**AIM**
Reproduce the following lines word for word, changing nothing.

**RECORD EXCERPTS**

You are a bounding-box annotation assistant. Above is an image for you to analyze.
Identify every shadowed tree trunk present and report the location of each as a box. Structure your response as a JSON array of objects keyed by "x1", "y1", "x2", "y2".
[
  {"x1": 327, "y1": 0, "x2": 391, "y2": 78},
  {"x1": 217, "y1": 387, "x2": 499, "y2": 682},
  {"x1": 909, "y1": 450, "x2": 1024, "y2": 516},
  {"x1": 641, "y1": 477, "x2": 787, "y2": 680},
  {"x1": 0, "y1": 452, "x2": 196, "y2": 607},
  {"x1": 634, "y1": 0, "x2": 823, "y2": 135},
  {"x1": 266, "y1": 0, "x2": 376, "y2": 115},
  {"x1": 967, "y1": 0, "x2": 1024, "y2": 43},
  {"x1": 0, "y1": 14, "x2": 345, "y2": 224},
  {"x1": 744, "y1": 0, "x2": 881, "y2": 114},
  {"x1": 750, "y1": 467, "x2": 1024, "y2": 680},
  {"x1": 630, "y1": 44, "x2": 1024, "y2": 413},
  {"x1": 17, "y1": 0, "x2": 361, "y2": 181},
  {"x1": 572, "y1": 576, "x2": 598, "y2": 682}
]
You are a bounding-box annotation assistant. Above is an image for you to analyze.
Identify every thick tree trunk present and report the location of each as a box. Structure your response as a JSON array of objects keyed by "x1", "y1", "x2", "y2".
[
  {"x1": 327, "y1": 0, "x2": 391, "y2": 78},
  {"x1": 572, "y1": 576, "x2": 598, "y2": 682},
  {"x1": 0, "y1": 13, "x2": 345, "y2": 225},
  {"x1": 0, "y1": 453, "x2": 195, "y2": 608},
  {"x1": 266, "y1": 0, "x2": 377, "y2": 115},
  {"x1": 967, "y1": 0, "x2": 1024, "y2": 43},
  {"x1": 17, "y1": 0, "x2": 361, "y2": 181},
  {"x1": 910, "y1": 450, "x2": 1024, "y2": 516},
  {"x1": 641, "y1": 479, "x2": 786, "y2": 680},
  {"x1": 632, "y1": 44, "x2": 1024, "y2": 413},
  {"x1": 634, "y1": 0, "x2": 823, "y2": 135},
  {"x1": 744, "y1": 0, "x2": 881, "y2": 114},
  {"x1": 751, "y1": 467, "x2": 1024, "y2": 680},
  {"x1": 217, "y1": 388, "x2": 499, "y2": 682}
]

**THE REPLY**
You are a bounding-box annotation assistant. Above is an image for you to analyze.
Identify every shadowed tree trunk present and report the location of each as a box. Structure your response as a JSON array of objects keyed by "x1", "y1", "x2", "y2".
[
  {"x1": 327, "y1": 0, "x2": 391, "y2": 78},
  {"x1": 217, "y1": 387, "x2": 499, "y2": 682},
  {"x1": 909, "y1": 450, "x2": 1024, "y2": 516},
  {"x1": 641, "y1": 477, "x2": 787, "y2": 680},
  {"x1": 0, "y1": 452, "x2": 196, "y2": 607},
  {"x1": 634, "y1": 0, "x2": 823, "y2": 135},
  {"x1": 266, "y1": 0, "x2": 376, "y2": 115},
  {"x1": 967, "y1": 0, "x2": 1024, "y2": 43},
  {"x1": 0, "y1": 14, "x2": 345, "y2": 224},
  {"x1": 744, "y1": 0, "x2": 881, "y2": 114},
  {"x1": 750, "y1": 467, "x2": 1024, "y2": 680},
  {"x1": 630, "y1": 44, "x2": 1024, "y2": 413},
  {"x1": 17, "y1": 0, "x2": 361, "y2": 181},
  {"x1": 572, "y1": 576, "x2": 598, "y2": 682}
]
You are a bounding-box annotation assistant. Above is an image for you to analyze.
Identify every thick tree trunk present and report the location of each as a box. Structure your response as a JSON array of objects keyed by "x1", "y1", "x2", "y2".
[
  {"x1": 327, "y1": 0, "x2": 391, "y2": 78},
  {"x1": 572, "y1": 576, "x2": 598, "y2": 682},
  {"x1": 0, "y1": 13, "x2": 345, "y2": 225},
  {"x1": 0, "y1": 453, "x2": 195, "y2": 608},
  {"x1": 266, "y1": 0, "x2": 377, "y2": 115},
  {"x1": 967, "y1": 0, "x2": 1024, "y2": 43},
  {"x1": 17, "y1": 0, "x2": 361, "y2": 181},
  {"x1": 910, "y1": 450, "x2": 1024, "y2": 516},
  {"x1": 641, "y1": 479, "x2": 786, "y2": 680},
  {"x1": 632, "y1": 44, "x2": 1024, "y2": 413},
  {"x1": 634, "y1": 0, "x2": 823, "y2": 135},
  {"x1": 744, "y1": 0, "x2": 881, "y2": 114},
  {"x1": 751, "y1": 467, "x2": 1024, "y2": 680},
  {"x1": 217, "y1": 388, "x2": 499, "y2": 682}
]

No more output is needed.